Transgender children’s essentialist beliefs

In two recent articles, Gülgöz and Gelman examine essentialist beliefs about gender in young children. The first, published in PLoS One is “Gender essentialism in transgender and cisgender children” by Gülgöz, DeMeules, Gelman, & Olson (2019)

 

The PLoS One piece is available as full text; as a result, I am not providing the parenthetic research citations by name here but they are available in the article itself. They review the research on essentialist beliefs about gender as follows:

 

Previous research has documented strong gender essentialism among cisgender children, especially in early childhood. For example, by 3 to 5 years of age, children expect that gender will stay the same throughout the lifespan (e.g., a girl will grow up to be a mom) even when reasoning about a child who is raised solely among other-gender individuals (e.g., believing that a girl who is raised entirely among boys and men will still grow up to show properties stereotypically associated with girls). Additionally, by four years old, cisgender children believe that even if a girl looks like a boy, as long as she is categorized as a girl, she will share more properties (e.g., preferences in novel activities) with other girls than boys. By age five, cisgender children reject the possibility that a girl and a boy might be the same kind of person, viewing these categories as discrete, natural, and not determined by convention. And when six-year-olds are asked why a girl might want to play dress-up rather than baseball, they give the essentialist explanation that girls were born this way.

Among previous research examining cisgender children’s gender essentialism, at least one study has examined cisgender children’s essentialism when they are asked to reason about transgender targets. When they heard descriptions of a child who identified and presented as a gender different from what they were assigned at birth, about half of 5- to 11-year-old cisgender participants consistently believed that the target child should be categorized as the gender associated with their sex at birth. Thus, from a young age, children might view gender as inborn, biologically based, stable, and predictive of other nonobvious properties, even in cases where outward environmental influences might provide contradictory information.

In this study, they find:

 

When asked to make inferences about a baby’s future gender-typed preferences, transgender participants, their cisgender siblings, and cisgender controls all reliably used the target’s sex at birth to predict whether that target character would show feminine-typed or masculine-typed preferences in the future. Importantly, this was true both when targets were raised by parents of the same sex as the child and when targets were raised by parents of a different sex than the child—though across groups, participants also believed that children raised by parents who shared their sex would have stronger gender-typed preferences than children raised by parents who did not share their sex.
========
▶ **TO DO**:
A) According to the text on transgender children's essentialist beliefs, why are the parenthetic research citations left out of the quoted review? Answer in one to three sentences.
B) Supply the next part of the text on transgender children's essentialist beliefs, beginning after its final sentence.
The records come from a separate source and have no connection to the text.

Collected data:
========
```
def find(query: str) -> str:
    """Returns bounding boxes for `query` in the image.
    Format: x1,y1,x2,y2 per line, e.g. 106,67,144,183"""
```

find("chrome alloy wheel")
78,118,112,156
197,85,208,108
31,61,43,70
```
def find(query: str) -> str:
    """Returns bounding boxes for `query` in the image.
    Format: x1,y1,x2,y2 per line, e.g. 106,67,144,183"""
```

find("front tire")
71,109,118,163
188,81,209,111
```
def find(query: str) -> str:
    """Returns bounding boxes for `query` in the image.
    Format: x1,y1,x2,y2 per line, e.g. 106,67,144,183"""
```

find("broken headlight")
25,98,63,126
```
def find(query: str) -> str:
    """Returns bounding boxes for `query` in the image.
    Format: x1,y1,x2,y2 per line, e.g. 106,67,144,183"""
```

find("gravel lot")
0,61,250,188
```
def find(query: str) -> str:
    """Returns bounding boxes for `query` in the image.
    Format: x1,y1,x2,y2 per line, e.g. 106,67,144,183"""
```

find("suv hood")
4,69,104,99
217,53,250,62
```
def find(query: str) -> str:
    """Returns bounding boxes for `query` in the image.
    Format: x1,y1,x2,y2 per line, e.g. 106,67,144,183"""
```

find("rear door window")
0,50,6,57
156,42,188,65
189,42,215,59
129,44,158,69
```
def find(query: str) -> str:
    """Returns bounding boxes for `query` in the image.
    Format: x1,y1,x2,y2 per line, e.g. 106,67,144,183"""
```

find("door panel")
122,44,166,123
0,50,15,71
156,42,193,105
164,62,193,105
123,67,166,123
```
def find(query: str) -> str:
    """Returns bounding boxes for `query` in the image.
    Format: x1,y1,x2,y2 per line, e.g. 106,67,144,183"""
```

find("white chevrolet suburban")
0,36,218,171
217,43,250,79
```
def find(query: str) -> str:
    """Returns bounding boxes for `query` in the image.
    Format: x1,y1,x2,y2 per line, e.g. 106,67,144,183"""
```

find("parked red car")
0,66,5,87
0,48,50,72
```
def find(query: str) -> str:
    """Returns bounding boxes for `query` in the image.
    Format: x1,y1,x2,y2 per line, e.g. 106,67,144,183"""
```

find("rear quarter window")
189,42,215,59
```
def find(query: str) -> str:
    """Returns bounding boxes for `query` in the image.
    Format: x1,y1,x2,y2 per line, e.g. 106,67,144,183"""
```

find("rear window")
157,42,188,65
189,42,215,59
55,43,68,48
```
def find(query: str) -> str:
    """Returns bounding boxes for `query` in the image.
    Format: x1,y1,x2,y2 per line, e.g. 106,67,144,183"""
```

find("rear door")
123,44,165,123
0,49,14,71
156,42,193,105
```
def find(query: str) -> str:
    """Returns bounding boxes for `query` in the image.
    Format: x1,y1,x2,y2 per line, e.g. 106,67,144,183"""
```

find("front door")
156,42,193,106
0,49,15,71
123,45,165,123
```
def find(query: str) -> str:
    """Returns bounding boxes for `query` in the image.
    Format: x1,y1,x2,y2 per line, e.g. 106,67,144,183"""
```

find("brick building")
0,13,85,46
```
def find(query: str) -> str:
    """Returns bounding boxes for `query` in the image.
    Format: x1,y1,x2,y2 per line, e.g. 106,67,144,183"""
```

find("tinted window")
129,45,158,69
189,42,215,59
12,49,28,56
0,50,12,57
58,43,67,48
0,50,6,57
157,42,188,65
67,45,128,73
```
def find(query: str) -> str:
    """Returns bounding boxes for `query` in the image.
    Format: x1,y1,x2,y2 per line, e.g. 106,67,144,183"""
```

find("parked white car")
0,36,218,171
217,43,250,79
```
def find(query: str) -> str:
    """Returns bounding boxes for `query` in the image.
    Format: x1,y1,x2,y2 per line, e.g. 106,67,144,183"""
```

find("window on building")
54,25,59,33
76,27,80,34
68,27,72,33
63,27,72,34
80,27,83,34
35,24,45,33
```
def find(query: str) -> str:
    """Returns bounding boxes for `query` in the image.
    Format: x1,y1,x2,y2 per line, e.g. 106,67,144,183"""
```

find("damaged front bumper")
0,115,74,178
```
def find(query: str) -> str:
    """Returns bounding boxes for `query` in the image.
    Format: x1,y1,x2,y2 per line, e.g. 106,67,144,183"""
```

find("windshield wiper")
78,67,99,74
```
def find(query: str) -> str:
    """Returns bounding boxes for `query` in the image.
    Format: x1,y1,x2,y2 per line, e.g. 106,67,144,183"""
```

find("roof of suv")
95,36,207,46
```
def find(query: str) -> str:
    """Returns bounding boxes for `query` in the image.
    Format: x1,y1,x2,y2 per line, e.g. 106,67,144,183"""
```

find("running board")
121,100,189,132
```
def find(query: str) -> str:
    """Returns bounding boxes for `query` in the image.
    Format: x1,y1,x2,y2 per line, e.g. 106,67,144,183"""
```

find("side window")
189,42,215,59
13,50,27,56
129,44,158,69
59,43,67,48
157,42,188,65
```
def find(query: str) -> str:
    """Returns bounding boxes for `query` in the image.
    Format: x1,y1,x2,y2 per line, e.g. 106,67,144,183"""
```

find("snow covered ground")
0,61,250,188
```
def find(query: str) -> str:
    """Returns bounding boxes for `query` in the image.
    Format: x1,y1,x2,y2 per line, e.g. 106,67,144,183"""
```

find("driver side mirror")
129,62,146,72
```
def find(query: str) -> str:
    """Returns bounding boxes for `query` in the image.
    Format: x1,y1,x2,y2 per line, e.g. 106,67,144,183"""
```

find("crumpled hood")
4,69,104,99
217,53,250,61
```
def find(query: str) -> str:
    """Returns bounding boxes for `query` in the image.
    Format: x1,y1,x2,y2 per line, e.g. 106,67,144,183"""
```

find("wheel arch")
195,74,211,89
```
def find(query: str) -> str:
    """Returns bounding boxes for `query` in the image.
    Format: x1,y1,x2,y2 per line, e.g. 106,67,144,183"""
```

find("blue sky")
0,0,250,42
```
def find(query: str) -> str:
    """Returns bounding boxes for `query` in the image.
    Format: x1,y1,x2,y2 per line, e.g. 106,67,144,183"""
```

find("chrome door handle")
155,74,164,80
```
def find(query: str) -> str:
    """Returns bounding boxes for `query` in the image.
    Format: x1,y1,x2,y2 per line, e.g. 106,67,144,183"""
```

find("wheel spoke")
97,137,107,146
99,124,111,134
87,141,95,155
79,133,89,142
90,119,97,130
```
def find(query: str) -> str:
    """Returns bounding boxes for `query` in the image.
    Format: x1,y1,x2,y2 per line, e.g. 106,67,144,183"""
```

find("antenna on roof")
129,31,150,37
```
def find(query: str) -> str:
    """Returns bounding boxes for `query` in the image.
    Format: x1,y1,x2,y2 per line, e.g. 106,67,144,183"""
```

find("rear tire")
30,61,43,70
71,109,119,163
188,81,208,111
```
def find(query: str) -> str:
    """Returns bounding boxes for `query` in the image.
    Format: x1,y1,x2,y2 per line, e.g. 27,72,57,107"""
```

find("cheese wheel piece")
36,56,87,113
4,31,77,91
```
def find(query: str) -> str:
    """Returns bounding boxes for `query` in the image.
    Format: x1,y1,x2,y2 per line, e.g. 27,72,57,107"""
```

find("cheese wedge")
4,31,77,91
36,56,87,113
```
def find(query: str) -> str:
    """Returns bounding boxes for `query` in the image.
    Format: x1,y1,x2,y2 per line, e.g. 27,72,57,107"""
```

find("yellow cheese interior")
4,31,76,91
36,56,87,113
========
▶ **EXERCISE RESPONSES**:
A) The citations are omitted because the PLoS One article is available as full text. Readers can find them in the article itself.

B)
Part of what I find interesting about this study is the finding that, as cisgender children became older, they made more stereotypical judgments when vignettes presented to them involved a child and a sex-matched parent than one with an other-sex parent, which is interpreted to mean that older cisgender children believe that socialization plays a role as well as sex at birth. Interestingly, the transgender children did not exhibit this pattern of increasingly assuming socialization plays a role in gender. However, while the transgender children seem to know that their identity is not consistent with their sex assigned at birth, they believe that others are likely to adhere to stereotypes about the sex assigned at birth. The authors suggest that this may mean either that transgender children know their circumstance is rare or that they know that gender is different from sex. 

 

Gülgöz, Alonso, Olson, & Gelman (2021) in Developmental Science examine “Transgender and cisgender children's essentialist beliefs about sex and gender identity.” They add a study to the one described above and find, “Moreover, transgender and cisgender children did not differ in their essentialism of sex (i.e., whether body parts would remain stable over time). Importantly, however, transgender children were less likely than unrelated cisgender children to essentialize when hearing an ambiguous gender/sex label (‘girl’ or ‘boy’).”

 

This is an area where more research is needed but it may be helpful to those who work with transgender children, their siblings, and their families.